> EXCERPTED PASSAGE:
# # #
We are not aware of any other workshops and conferences since this is an offbeat topic and area than mainstream urban connectivity driven workshops and conferences. There are usually none or very few conferences and workshops on the topic. However, with the introduction of NSF’s Rural Connectivity project and various sponsored projects around the world for rural connectivity, this topic is going to get more popular. Various research groups around the world have started building testbeds and prototypes to provide broadband connectivity in the rural environment. IEEE Standards Association has also started working on creating standards around broadband connectivity for rural and unconnected community.

Draft Call for Papers
Connecting the Un/Under-connected (CTU): the Role of 5G and B5G Technologies (Supported by IEEE Future Networks)
Connecting the Unconnected or under-connected (CTU) is the holy grail of transforming the lives of over 3 billion people around the globe, with wireless Internet who are yet to
experience its value in multiple ways. If this could be accomplished, its impact on the society would be enormous. This workshop would highlight the need to consider the CTU requirements in 5G and B5G networks in the standardization process, in the development of the use cases, and affordable solutions. In its Vision 2030 SDG (Sustainability Development Goals) the United Nations has proclaimed access to Internet as basic human right and has said that these goals cannot be achieved without affordable access to Internet by everyone on this planet. While there are numerous projects and initiatives ongoing around the world, but these are fragmented and lack the critical mass and coordination to be able to impact the future standards, product development, and cost of deployment otherwise achievable by volume. In the context of 5G and B5G networks, the workshop would discuss the challenges, solutions, and potential for collaboration opportunities to influence the network service providers, manufacturers and the governments around the world.
# # #
> MATERIAL SHOWN:

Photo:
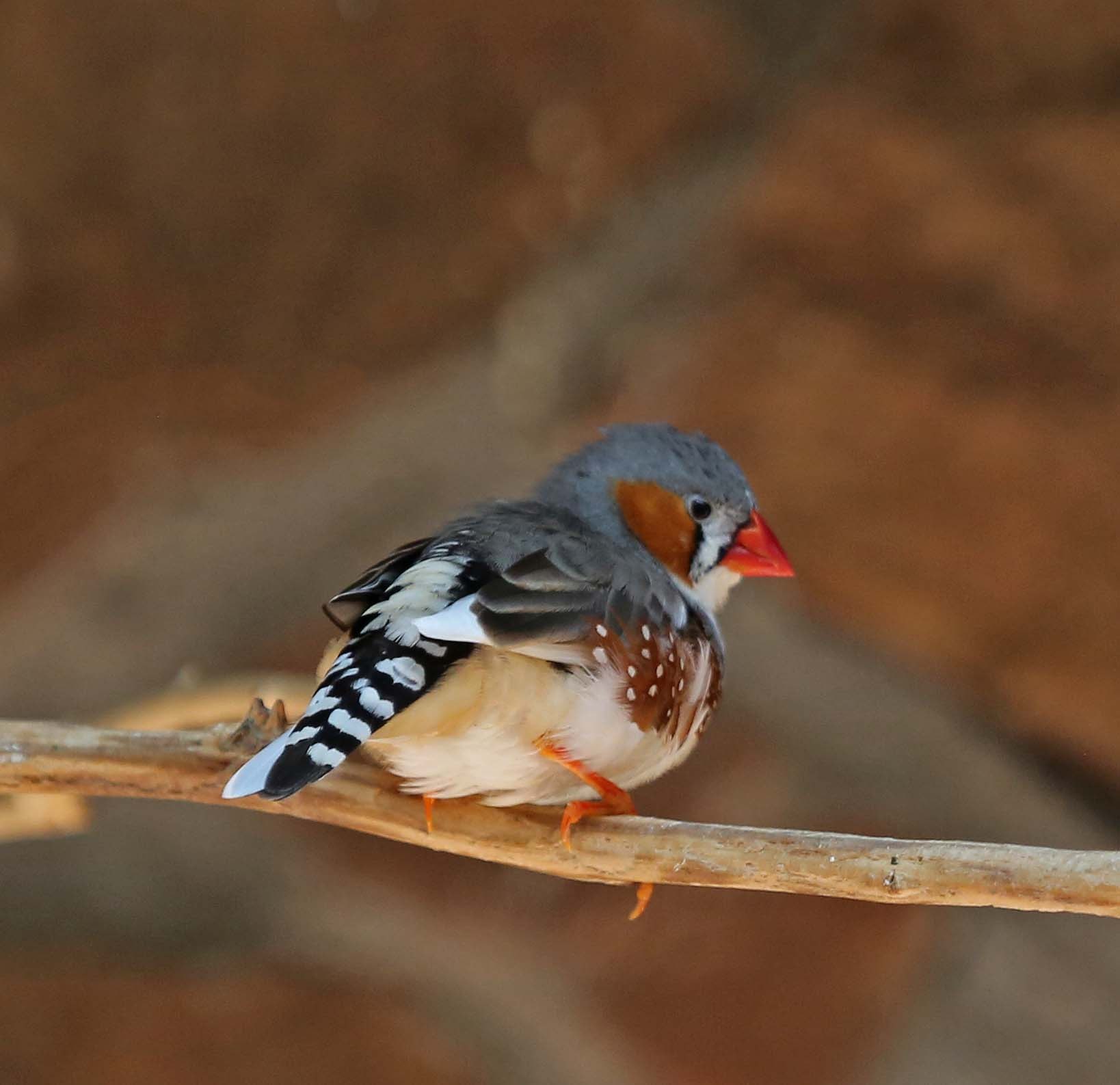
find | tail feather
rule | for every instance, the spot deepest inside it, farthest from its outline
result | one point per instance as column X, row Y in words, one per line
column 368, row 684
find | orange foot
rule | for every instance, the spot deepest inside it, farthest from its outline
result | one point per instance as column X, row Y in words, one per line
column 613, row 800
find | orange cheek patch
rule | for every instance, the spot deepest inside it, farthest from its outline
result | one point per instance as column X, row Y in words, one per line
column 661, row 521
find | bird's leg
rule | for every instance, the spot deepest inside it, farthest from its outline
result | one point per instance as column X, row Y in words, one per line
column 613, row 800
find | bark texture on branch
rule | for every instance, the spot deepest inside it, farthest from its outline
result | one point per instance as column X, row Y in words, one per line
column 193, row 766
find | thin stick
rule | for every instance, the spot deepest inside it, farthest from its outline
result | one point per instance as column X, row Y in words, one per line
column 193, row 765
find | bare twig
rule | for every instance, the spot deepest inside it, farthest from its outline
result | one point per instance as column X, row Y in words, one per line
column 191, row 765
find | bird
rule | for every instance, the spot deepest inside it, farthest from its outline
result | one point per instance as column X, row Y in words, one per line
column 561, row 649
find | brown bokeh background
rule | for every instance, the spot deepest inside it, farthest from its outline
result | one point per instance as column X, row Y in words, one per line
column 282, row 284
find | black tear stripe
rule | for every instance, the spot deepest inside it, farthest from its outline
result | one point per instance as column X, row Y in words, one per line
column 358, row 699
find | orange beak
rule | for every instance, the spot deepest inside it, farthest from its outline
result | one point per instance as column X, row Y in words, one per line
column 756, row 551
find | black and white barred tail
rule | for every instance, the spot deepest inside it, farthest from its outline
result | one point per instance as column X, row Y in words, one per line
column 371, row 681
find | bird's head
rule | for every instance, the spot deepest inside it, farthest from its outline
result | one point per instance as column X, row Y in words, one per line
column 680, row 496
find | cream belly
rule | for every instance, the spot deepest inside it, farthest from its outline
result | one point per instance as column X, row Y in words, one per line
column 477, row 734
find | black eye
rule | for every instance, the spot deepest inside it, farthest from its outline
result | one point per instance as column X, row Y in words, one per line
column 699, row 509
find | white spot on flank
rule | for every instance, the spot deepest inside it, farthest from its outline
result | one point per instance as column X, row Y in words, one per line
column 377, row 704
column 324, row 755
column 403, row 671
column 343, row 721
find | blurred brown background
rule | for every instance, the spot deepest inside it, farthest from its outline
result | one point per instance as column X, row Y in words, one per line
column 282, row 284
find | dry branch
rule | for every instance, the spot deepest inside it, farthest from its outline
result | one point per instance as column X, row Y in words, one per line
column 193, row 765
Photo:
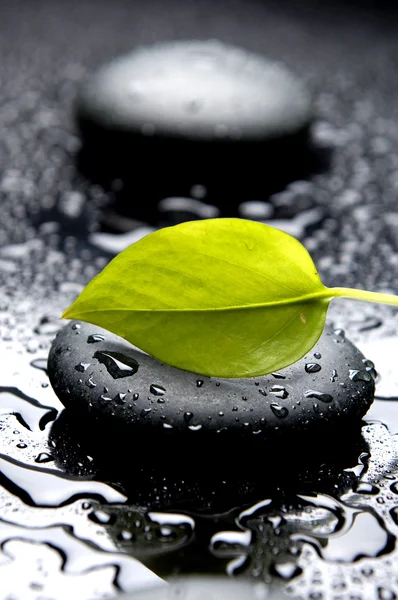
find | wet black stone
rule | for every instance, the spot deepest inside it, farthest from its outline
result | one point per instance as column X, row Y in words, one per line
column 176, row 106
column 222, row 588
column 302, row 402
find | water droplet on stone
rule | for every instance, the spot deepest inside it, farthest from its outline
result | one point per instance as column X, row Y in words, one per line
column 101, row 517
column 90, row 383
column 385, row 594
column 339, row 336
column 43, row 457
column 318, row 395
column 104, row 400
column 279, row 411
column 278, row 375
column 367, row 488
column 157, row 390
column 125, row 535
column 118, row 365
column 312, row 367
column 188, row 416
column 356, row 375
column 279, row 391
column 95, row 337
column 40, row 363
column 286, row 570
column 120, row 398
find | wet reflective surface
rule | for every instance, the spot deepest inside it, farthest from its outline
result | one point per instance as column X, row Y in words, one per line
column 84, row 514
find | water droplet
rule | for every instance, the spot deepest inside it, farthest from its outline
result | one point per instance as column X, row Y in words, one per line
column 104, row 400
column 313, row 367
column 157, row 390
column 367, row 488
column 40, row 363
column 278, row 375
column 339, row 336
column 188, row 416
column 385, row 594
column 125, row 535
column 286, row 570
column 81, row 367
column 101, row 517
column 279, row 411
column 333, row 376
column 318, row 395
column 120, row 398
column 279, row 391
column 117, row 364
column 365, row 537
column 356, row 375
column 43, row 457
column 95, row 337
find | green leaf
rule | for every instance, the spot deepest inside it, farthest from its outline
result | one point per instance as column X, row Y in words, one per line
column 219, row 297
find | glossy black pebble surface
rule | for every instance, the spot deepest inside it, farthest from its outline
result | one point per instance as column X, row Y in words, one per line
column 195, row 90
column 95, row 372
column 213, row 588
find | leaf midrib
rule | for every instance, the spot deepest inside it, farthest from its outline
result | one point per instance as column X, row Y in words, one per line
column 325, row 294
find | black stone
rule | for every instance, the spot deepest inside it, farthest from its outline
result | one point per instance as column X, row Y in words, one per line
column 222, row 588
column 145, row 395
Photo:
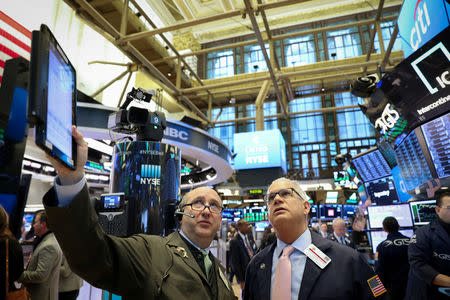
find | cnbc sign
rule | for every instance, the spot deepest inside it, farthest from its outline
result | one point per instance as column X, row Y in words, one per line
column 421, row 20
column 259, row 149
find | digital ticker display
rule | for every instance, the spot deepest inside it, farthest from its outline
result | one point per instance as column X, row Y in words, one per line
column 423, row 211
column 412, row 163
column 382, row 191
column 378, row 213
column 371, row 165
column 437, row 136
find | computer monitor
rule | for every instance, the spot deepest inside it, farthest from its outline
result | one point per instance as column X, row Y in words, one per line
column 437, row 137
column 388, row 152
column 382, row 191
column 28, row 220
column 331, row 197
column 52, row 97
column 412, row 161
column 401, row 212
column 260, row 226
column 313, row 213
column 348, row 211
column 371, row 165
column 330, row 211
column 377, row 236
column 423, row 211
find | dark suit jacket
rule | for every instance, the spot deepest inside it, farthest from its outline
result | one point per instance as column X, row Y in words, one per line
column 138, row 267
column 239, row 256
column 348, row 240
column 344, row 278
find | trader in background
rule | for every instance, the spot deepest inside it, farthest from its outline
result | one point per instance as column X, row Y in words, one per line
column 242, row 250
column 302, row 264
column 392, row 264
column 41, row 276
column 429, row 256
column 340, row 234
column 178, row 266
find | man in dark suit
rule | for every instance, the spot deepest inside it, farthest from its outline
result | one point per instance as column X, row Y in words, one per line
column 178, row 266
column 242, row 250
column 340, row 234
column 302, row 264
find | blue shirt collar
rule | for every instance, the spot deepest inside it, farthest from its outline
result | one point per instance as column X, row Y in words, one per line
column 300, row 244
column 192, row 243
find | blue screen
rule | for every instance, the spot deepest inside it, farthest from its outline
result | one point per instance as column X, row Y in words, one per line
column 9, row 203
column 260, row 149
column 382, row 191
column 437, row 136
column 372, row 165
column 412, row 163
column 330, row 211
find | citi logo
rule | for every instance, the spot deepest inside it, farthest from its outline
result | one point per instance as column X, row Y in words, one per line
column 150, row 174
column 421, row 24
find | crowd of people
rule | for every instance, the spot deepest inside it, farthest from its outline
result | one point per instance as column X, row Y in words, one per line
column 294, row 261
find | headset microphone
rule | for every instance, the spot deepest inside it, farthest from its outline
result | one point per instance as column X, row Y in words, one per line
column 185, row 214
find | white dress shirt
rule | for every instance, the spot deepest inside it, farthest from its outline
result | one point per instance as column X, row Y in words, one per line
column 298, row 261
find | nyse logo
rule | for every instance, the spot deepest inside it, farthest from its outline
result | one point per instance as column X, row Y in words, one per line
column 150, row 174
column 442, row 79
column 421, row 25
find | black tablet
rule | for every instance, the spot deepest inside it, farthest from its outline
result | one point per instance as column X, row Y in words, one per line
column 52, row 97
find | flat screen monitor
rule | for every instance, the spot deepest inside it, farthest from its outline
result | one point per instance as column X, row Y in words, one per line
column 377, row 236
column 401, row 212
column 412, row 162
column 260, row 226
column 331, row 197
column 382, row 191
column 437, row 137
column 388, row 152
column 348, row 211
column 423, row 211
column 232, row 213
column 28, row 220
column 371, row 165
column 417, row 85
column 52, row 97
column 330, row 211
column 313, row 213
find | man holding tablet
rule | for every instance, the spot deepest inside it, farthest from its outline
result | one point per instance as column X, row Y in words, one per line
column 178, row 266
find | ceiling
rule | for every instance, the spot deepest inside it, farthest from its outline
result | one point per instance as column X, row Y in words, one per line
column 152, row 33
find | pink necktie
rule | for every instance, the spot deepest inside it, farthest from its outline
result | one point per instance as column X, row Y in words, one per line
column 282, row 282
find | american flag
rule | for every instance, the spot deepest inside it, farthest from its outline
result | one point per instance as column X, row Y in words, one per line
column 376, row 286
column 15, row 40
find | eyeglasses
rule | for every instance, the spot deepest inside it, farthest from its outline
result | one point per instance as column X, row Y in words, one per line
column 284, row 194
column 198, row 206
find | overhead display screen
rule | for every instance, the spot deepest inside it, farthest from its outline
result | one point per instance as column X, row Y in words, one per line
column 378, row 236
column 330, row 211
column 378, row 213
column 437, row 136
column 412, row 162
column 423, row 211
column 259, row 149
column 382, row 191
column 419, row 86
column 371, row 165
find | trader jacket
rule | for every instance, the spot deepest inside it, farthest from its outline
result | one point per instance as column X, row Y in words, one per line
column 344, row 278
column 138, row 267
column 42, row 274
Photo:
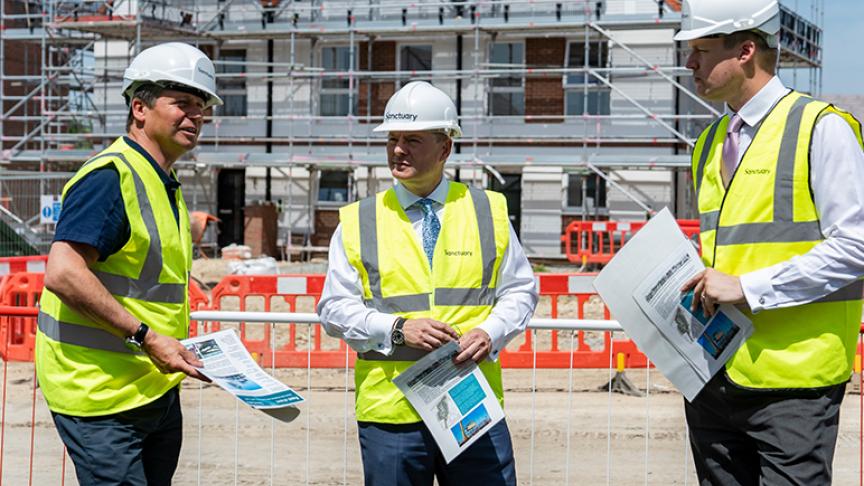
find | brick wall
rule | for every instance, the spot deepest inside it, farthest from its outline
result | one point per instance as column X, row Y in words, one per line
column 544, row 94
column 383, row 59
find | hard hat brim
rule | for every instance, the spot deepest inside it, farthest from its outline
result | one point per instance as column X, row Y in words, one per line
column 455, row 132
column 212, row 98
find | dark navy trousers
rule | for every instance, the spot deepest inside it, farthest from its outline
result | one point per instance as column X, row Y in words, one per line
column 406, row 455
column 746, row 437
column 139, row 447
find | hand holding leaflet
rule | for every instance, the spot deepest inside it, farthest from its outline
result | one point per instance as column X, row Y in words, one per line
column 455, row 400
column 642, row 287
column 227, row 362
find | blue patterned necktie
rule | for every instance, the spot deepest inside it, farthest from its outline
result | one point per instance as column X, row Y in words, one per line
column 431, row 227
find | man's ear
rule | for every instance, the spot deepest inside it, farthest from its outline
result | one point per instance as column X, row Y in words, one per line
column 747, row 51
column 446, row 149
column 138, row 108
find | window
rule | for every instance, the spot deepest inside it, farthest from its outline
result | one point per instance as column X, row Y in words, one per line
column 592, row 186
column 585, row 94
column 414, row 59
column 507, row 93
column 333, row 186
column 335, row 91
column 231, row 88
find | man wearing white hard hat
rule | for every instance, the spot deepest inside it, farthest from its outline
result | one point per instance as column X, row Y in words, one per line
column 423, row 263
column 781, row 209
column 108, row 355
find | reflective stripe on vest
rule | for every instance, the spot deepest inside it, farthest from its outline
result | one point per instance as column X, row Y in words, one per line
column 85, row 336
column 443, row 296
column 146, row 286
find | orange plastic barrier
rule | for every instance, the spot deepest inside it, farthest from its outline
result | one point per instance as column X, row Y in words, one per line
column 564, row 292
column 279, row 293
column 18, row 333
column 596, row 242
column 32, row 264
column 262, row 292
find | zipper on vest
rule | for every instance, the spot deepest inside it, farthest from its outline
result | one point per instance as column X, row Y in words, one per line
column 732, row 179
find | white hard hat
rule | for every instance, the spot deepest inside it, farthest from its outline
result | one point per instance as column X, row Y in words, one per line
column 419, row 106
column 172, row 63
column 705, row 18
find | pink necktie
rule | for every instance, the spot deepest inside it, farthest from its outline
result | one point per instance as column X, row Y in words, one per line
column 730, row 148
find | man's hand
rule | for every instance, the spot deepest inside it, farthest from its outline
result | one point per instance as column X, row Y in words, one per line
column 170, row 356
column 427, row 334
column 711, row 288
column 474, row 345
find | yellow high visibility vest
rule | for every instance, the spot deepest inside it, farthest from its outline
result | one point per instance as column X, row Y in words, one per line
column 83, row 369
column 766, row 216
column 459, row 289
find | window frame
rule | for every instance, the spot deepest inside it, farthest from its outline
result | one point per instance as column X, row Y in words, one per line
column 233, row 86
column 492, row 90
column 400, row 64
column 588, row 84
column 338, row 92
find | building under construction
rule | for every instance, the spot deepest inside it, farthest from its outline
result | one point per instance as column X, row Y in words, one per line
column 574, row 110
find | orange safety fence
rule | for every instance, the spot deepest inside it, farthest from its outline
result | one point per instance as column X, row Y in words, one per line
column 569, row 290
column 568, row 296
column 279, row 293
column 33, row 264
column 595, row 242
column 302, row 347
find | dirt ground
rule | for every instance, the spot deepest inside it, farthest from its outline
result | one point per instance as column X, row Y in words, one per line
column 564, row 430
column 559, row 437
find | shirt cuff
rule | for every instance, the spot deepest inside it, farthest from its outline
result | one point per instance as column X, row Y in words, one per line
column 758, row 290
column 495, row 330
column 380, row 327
# # #
> PROBLEM DESCRIPTION: Write out the passage on connecting un/under-connected communities from above word for word, in full.

> FINISHED EXERCISE:
We are not aware of any other workshops and conferences since this is an offbeat topic and area than mainstream urban connectivity driven workshops and conferences. There are usually none or very few conferences and workshops on the topic. However, with the introduction of NSF’s Rural Connectivity project and various sponsored projects around the world for rural connectivity, this topic is going to get more popular. Various research groups around the world have started building testbeds and prototypes to provide broadband connectivity in the rural environment. IEEE Standards Association has also started working on creating standards around broadband connectivity for rural and unconnected community.

Draft Call for Papers
Connecting the Un/Under-connected (CTU): the Role of 5G and B5G Technologies (Supported by IEEE Future Networks)
Connecting the Unconnected or under-connected (CTU) is the holy grail of transforming the lives of over 3 billion people around the globe, with wireless Internet who are yet to
experience its value in multiple ways. If this could be accomplished, its impact on the society would be enormous. This workshop would highlight the need to consider the CTU requirements in 5G and B5G networks in the standardization process, in the development of the use cases, and affordable solutions. In its Vision 2030 SDG (Sustainability Development Goals) the United Nations has proclaimed access to Internet as basic human right and has said that these goals cannot be achieved without affordable access to Internet by everyone on this planet. While there are numerous projects and initiatives ongoing around the world, but these are fragmented and lack the critical mass and coordination to be able to impact the future standards, product development, and cost of deployment otherwise achievable by volume. In the context of 5G and B5G networks, the workshop would discuss the challenges, solutions, and potential for collaboration opportunities to influence the network service providers, manufacturers and the governments around the world.